Zadanie do wykonania
Wybierz z poniższych wpisów każdą linię zawierającą słowo „arch” i przepisz ją. Wielkość liter ma znaczenie.

(Wpisy ze zbioru adnotacji punktowych)
•••••

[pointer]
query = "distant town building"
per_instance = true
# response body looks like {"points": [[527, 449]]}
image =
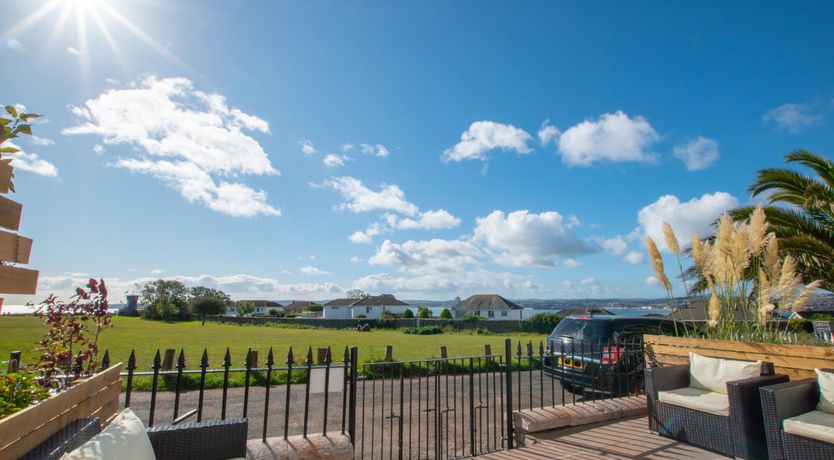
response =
{"points": [[489, 306], [262, 307], [370, 307]]}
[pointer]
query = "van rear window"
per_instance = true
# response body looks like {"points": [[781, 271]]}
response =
{"points": [[583, 329]]}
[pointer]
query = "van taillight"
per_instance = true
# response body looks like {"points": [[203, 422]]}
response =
{"points": [[611, 355]]}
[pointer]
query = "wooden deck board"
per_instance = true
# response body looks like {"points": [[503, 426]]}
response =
{"points": [[619, 439]]}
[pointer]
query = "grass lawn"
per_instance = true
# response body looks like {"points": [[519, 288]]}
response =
{"points": [[21, 333]]}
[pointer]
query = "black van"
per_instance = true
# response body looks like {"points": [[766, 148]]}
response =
{"points": [[601, 353]]}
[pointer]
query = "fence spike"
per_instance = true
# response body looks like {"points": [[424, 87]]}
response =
{"points": [[157, 361]]}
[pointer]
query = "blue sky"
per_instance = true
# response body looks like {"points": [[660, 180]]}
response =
{"points": [[296, 150]]}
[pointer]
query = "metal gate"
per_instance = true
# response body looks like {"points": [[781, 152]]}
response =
{"points": [[438, 408]]}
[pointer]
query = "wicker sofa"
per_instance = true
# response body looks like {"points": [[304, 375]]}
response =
{"points": [[739, 434], [210, 440], [788, 400]]}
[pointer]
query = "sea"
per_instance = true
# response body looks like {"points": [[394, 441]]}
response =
{"points": [[435, 311]]}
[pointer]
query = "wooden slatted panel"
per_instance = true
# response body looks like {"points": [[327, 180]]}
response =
{"points": [[10, 213], [796, 361], [14, 280], [5, 176], [24, 430], [14, 248]]}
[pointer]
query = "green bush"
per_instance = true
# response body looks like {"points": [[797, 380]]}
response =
{"points": [[19, 390], [542, 323], [424, 330]]}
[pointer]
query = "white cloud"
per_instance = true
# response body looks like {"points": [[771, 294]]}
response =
{"points": [[333, 160], [427, 256], [307, 146], [688, 218], [616, 245], [572, 263], [548, 133], [527, 239], [360, 237], [698, 153], [188, 139], [30, 162], [359, 198], [614, 137], [41, 140], [376, 150], [634, 257], [429, 220], [484, 136], [312, 271], [791, 117]]}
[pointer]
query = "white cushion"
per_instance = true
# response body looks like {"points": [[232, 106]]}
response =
{"points": [[826, 384], [712, 374], [697, 399], [123, 439], [816, 424]]}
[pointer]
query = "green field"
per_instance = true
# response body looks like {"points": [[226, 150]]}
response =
{"points": [[145, 337]]}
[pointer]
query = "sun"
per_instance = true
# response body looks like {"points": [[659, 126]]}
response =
{"points": [[80, 14]]}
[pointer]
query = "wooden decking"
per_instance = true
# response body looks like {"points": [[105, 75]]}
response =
{"points": [[619, 439]]}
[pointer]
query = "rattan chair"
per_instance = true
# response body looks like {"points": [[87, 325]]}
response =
{"points": [[210, 440], [785, 401], [741, 434]]}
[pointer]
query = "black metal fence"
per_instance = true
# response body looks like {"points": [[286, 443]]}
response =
{"points": [[435, 408]]}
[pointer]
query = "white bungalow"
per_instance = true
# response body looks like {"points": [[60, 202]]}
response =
{"points": [[488, 306], [370, 307]]}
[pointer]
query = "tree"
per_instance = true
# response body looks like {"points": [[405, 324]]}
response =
{"points": [[209, 305], [244, 308], [164, 299], [356, 294], [800, 213], [202, 291]]}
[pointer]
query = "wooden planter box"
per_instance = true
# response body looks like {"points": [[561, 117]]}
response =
{"points": [[796, 361], [97, 396]]}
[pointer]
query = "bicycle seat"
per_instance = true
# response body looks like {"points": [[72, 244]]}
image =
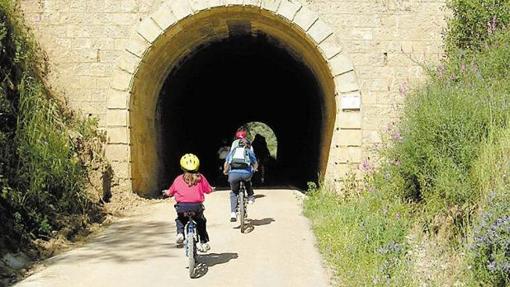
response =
{"points": [[189, 213]]}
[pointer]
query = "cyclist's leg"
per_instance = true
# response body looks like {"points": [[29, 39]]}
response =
{"points": [[180, 220], [201, 226], [247, 183], [234, 180]]}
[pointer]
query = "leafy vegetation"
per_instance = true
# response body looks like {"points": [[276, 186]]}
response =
{"points": [[443, 170], [46, 151]]}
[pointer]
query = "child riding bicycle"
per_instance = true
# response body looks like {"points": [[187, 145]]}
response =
{"points": [[188, 190], [240, 165]]}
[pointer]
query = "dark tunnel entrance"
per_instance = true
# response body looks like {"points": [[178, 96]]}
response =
{"points": [[227, 83]]}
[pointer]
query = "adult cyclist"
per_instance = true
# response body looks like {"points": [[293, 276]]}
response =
{"points": [[240, 165]]}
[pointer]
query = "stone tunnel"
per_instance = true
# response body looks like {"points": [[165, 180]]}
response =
{"points": [[191, 78]]}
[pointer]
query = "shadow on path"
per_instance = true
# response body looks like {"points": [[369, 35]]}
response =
{"points": [[123, 242], [211, 259]]}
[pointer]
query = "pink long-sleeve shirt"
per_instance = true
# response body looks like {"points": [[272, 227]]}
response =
{"points": [[190, 194]]}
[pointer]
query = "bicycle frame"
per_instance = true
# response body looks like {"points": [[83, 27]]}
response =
{"points": [[191, 239], [242, 206]]}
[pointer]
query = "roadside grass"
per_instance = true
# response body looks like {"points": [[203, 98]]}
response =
{"points": [[441, 183]]}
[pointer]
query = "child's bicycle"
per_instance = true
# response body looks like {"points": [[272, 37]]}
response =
{"points": [[242, 206], [190, 242]]}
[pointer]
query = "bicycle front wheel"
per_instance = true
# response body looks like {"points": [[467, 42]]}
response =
{"points": [[192, 252], [242, 208]]}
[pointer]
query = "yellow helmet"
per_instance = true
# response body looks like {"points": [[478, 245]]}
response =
{"points": [[190, 162]]}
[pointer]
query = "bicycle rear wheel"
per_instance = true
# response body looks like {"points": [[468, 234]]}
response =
{"points": [[192, 252], [242, 207]]}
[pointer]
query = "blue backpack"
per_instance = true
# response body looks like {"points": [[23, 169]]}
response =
{"points": [[240, 157]]}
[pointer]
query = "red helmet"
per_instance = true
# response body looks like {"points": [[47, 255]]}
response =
{"points": [[241, 134]]}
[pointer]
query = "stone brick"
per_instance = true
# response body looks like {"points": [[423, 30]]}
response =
{"points": [[117, 135], [288, 9], [121, 170], [149, 30], [128, 62], [349, 120], [346, 82], [319, 31], [121, 81], [255, 3], [164, 17], [233, 2], [305, 18], [271, 5], [350, 100], [137, 46], [117, 152], [350, 154], [117, 118], [340, 64], [181, 9], [330, 47], [117, 99], [349, 138]]}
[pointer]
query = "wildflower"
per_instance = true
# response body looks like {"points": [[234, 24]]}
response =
{"points": [[491, 25], [366, 165]]}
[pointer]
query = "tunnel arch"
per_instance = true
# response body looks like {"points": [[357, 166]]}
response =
{"points": [[179, 30], [267, 131]]}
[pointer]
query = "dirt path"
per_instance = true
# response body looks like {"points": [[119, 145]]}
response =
{"points": [[139, 250]]}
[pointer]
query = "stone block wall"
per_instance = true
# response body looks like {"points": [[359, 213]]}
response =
{"points": [[386, 40]]}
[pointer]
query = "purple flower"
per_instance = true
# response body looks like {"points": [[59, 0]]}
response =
{"points": [[366, 165], [491, 25], [396, 136], [403, 89]]}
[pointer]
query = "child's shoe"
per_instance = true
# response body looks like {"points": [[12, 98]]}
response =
{"points": [[203, 247], [179, 238]]}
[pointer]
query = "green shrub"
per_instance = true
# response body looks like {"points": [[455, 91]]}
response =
{"points": [[443, 126], [473, 22], [489, 243], [363, 237], [45, 150]]}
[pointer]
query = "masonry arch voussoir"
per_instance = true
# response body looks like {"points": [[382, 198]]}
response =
{"points": [[144, 65]]}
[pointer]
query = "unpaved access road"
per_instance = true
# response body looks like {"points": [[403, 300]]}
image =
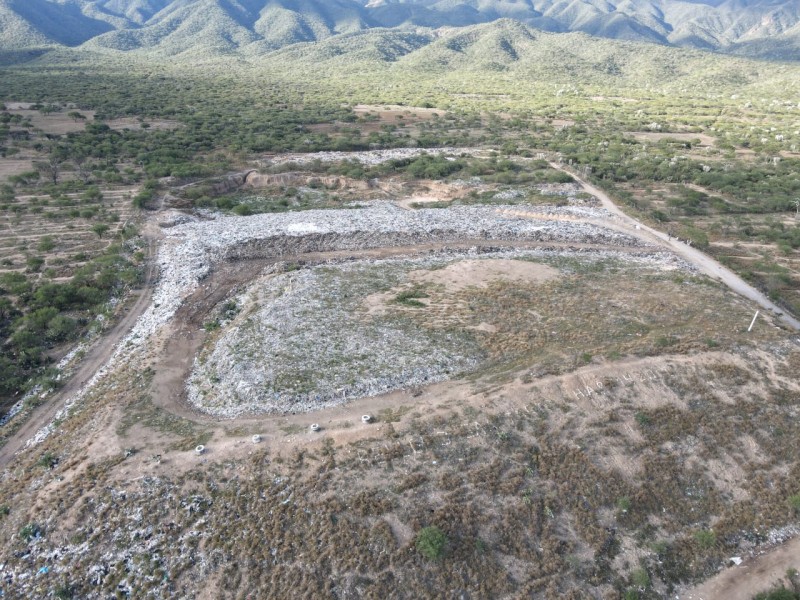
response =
{"points": [[755, 575], [702, 261], [96, 356]]}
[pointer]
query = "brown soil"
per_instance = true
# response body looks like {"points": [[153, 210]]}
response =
{"points": [[754, 575], [95, 358], [652, 136], [182, 338]]}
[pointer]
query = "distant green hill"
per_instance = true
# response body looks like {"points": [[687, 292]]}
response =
{"points": [[761, 28]]}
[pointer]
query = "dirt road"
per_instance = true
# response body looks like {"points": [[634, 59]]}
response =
{"points": [[96, 357], [702, 261], [755, 575]]}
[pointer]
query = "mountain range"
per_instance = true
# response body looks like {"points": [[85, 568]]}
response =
{"points": [[760, 28]]}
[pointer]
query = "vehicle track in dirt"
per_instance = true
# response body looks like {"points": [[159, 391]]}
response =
{"points": [[707, 265], [96, 355]]}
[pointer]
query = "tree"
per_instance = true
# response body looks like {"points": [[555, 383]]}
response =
{"points": [[431, 542]]}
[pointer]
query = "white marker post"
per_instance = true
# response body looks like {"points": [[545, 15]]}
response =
{"points": [[753, 322]]}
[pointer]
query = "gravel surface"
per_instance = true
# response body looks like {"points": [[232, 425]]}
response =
{"points": [[191, 248], [305, 341]]}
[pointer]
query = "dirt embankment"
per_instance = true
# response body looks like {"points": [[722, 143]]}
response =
{"points": [[256, 180]]}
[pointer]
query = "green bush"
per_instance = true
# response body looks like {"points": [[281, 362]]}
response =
{"points": [[705, 538], [30, 531], [431, 542]]}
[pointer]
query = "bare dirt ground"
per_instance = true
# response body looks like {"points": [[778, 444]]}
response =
{"points": [[705, 263], [95, 358], [14, 166], [754, 575], [181, 340], [652, 136]]}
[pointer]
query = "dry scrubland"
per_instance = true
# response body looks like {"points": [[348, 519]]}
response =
{"points": [[559, 407], [611, 426]]}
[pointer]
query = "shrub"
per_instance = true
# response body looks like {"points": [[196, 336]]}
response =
{"points": [[705, 538], [431, 542], [30, 531]]}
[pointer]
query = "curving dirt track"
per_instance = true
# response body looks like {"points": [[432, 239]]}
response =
{"points": [[95, 358], [702, 261], [184, 335]]}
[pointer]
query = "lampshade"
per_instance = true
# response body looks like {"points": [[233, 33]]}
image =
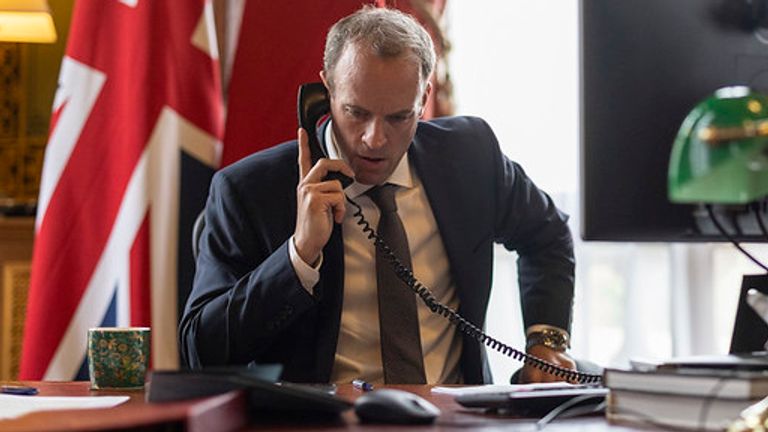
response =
{"points": [[26, 21], [720, 155]]}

•••••

Wynik zadania
query = "tunnel arch"
query = "masonry arch voussoir"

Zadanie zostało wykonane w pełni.